### Task statement
Figure out how many lines of the material below contain the word "Request". Answer with the number only.

### Material for this task

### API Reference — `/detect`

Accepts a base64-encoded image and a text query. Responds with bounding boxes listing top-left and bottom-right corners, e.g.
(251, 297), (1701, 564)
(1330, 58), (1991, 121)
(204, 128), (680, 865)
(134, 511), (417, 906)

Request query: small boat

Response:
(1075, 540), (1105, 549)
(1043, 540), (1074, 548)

######
### Material for this task

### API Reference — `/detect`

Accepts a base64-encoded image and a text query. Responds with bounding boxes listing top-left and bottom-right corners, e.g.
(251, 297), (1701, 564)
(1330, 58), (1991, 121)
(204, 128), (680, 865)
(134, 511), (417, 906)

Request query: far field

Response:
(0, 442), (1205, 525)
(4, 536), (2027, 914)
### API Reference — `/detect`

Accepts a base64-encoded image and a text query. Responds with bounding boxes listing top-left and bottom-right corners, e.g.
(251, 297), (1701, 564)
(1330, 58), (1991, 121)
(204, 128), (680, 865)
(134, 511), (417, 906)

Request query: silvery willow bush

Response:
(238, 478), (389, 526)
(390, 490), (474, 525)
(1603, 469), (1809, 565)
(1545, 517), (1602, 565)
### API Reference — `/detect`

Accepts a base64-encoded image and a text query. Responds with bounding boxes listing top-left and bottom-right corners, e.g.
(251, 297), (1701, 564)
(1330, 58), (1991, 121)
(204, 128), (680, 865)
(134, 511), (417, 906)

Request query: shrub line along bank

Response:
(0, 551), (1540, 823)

######

### Written answer
4